Records from a data collection:
+ + + + +
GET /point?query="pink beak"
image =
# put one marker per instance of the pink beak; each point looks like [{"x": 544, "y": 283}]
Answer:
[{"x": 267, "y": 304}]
+ + + + +
Directive —
Copy out every line of the data above exactly as it appears.

Answer for this exercise —
GET /point?query="pink beak"
image =
# put one marker per instance of the pink beak; each point looks like [{"x": 544, "y": 283}]
Answer:
[{"x": 267, "y": 304}]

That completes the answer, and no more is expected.